Those people were not the continuation groups of the original masons, but were newly ascendant victors in the occult war between the old masons and the satanic pedophile masons who turned masonry into a dark nest of power, influence and nebulous activity. If any people survive who received an effective initiation in the masonic mysteries and not a modern substitute they don't make any waves and remain inconsequential. Modern masonry is largely either anglo-ivy league networking or/and the above satantic stuff.

>> No.11772090

>>11772082
meant for >>11771497

>> No.11772577

What is this "intelectual intuition" Guénon talks about?

>> No.11772692

>>11772577
It's a form of knowing that's direct and immediate, as opposed to reasoning which is discursive and mediate.

>> No.11772710

>>11772029
While Guenon did change his mind about Buddhism, that was because of some very specific circumstances which are not the case with Christianity and so I think it's a mistake to assume he would change his mind about it. The reason he changed his mind about Buddhism is that he had never studied Mahayana in depth but was extensively familiar with Shankara's commentaries where he criticizes ~8th century Indian Buddhism as being contradictory nonsense (which it arguably was). From the portrayal of it found in Shankara's writings it's not entirely unreasonable to see it as a kind of degeneration of prior Hindu or general primordial wisdom. Coomaraswamy and Marco Pallis were responsible for convincing him that he was wrong, both of them wrote to him letters containing excerpts of Mahayana texts and Coomaraswamy went further in writing a book that pointed out that Buddha never denied Atma and that his doctrine of anatta really refers to the non-Atma aspects of the being as unreal in a similar way to Vedanta. Mahayana and Yogacara Buddhism have a long history of interacting with and being influenced by Yoga, Tantra and Daoism and so in part due to this there are many teachings found in Mahayana texts which are often identical or highly similar to those found in Vedanta, Daoism, Sufism etc. So, with regard to the religion that he changed his mind about, it was greatly influenced by other eastern doctrines he regarded as 'traditional', their texts mirror many of the same ideas, and he was relying on a fairly novel and unusual take on Buddhism that virtually all Theravadins and many Mahayana Buddhists themselves would disagree with unless for some reason they were extremely well-read in other eastern thought and were willing to admit that many Buddhist schools had gotten their understanding of Buddha's teachings wrong (based on the misunderstandings of early Buddhist commentators that became the standard interpretation).

This same set of circumstances isn't the case with Christianity generally. Guenon was raised Catholic and was familiar with protestant and catholic thought, he as indicated from his writings was also fairly familiar with various gnostic and early spinoff sects. He criticizes Protestantism pretty consistently in his writings and when it comes to Catholicism respectfully tips his hat at it being one of the few 'traditional' things or vestiges in the west while at the same time noting that there isn't anything really metaphysical in it's 'official' doctrine. He writes that the doctrines of the Neoplatonists and Hermetics was traditional metaphysics (more or less, he never sets them on the same level as the eastern doctrines) but the influence of these in the modern church is negligible. There isn't really any reason to think he would change his mind about Catholicism and definitely not protestantism.
---+---
Tasks to complete.
a) Answer these questions using the Guénon thread:
(i) How is "intelectual intuition" described in the reply to the post asking about it?
(ii) Who convinced Guénon that he was wrong about Buddhism?
(iii) In what religion was Guénon raised?
b) Decide whether each statement agrees with the Guénon thread, answering yes or no and quoting the words that settle it:
(i) Guénon had studied Mahayana in depth.
(ii) Coomaraswamy wrote a book pointing out that Buddha never denied Atma.
(iii) Guénon seldom criticizes Protestantism in his writings.
c) Copy the Guénon thread word for word from "What is this" up to and including "discursive and mediate.".

Dataset rows:
---+---
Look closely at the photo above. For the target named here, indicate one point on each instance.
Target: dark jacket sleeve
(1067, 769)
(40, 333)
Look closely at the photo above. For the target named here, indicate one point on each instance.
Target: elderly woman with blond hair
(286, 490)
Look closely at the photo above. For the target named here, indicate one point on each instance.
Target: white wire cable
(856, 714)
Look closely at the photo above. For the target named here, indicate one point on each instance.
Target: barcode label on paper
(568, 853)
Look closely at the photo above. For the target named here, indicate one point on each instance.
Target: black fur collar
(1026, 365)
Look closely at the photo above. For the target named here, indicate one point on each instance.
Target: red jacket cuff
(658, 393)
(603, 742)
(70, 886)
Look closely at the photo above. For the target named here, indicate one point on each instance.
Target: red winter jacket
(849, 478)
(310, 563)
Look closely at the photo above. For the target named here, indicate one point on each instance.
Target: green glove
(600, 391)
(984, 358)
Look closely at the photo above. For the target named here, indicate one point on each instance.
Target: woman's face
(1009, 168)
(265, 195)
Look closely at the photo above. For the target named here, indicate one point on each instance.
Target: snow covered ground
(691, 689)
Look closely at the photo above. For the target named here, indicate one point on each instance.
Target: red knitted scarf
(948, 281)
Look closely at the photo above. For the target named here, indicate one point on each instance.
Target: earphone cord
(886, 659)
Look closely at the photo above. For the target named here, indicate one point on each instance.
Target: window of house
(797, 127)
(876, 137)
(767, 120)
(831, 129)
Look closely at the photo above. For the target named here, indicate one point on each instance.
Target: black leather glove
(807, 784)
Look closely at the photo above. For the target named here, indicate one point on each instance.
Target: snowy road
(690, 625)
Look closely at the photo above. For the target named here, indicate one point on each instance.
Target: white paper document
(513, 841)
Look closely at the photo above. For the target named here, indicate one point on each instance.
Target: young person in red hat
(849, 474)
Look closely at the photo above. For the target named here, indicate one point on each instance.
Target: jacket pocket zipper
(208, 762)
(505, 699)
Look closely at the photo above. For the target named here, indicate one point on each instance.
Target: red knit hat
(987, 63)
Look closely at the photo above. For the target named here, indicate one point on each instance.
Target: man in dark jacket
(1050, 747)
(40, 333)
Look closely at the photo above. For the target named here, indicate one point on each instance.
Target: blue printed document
---+---
Correct answers.
a)
(i) It is a form of knowing that is direct and immediate, as opposed to reasoning, which is discursive and mediate.
(ii) Coomaraswamy and Marco Pallis.
(iii) Catholic.

b)
(i) No: "he had never studied Mahayana in depth"
(ii) Yes: "Coomaraswamy went further in writing a book that pointed out that Buddha never denied Atma"
(iii) No: "He criticizes Protestantism pretty consistently in his writings"

c)
What is this "intelectual intuition" Guénon talks about?

>> No.11772692

>>11772577
It's a form of knowing that's direct and immediate, as opposed to reasoning which is discursive and mediate.